> **WRITTEN REQUEST A**
Rename "calculator" to "keypad" everywhere in the listing, leaving everything else unchanged.

> **GIVEN TEXT**
########
Once, Twice, Three Times Bamboozled
by
Nobody

What unlikely thing do these businesses have in common:  Arthur Andersen
LLP, Bell Atlantic, Donaldson, Lufkin & Jenrette, Bank of America, Goldman
Sachs and Company, GTE, Hertz Corp., IBM, Mortgage Bankers Association of
America, Republic Industries, Southwestern Bell, and U.S. West?  The
answer is that they all want to solve the problem of homelessness, or, at
least, that's what you might gather from the fact that they're all
contributors to the National Alliance to End Homelessness, a
Washington-based advocacy group.
    	On the face of it, this might be perplexing.  Arthur Andersen is
a consulting firm notorious for helping local governments throw people off
welfare.  In Toronto, where they've got a contract, they've been accused
of employing a bureaucratic goon squad to deprive people of their benefits
for trumped up reasons like failure to provide documentation on what
happened to cars disposed of a decade earlier or failure to attend a
meeting deliberately scheduled for a distant, hard to get to location.
People have been arrested protesting Andersen's policies which, a
group of thirty Canadian activists --  including members of Homes Not
Bombs, Toronto Action for Social Change and the Ontario Coalition Against
Poverty -- recently called, "cruel and heartless."
	Similarly, mortgage bankers and corporate behemoths are hardly
known for their compassion for the poor.  And Wall Street goes crazy any
time there's a chance Americans will be better able to afford housing by
earning a living wage (they call this "inflationary pressure").  So what
gives?  Why would these firms, more associated with causing the
problem, be contributing to a group seeking a solution?  The
answer is that the National Alliance to End Homelessness is to
ending homelessness what the Wise Use Movement and the Global Climate
Coalition are to protecting the environment.  They're corporate shills
(who've also roped in a few unions), trying to convince us that oppression
is compassion.  I call this, "The Third Wave Of The Bamboozlement Of The
Proletariat."  It's a stage of capitalism that Marx never catalogued.
########
> **ENTRIES**

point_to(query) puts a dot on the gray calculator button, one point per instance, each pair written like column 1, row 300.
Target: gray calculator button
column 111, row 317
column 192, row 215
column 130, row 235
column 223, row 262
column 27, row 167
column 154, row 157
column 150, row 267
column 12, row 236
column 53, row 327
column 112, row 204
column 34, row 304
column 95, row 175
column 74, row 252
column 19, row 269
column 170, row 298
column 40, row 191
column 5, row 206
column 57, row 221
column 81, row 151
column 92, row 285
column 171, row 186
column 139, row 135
########
> **WRITTEN REQUEST B**
Copy the homelessness essay word for word between "Once, Twice, Three" and "Washington-based advocacy group.", inclusive.

> **EXPECTED OUTPUT A**
point_to(query) puts a dot on the gray keypad button, one point per instance, each pair written like column 1, row 300.
Target: gray keypad button
column 111, row 317
column 192, row 215
column 130, row 235
column 223, row 262
column 27, row 167
column 154, row 157
column 150, row 267
column 12, row 236
column 53, row 327
column 112, row 204
column 34, row 304
column 95, row 175
column 74, row 252
column 19, row 269
column 170, row 298
column 40, row 191
column 5, row 206
column 57, row 221
column 81, row 151
column 92, row 285
column 171, row 186
column 139, row 135

> **EXPECTED OUTPUT B**
Once, Twice, Three Times Bamboozled
by
Nobody

What unlikely thing do these businesses have in common:  Arthur Andersen
LLP, Bell Atlantic, Donaldson, Lufkin & Jenrette, Bank of America, Goldman
Sachs and Company, GTE, Hertz Corp., IBM, Mortgage Bankers Association of
America, Republic Industries, Southwestern Bell, and U.S. West?  The
answer is that they all want to solve the problem of homelessness, or, at
least, that's what you might gather from the fact that they're all
contributors to the National Alliance to End Homelessness, a
Washington-based advocacy group.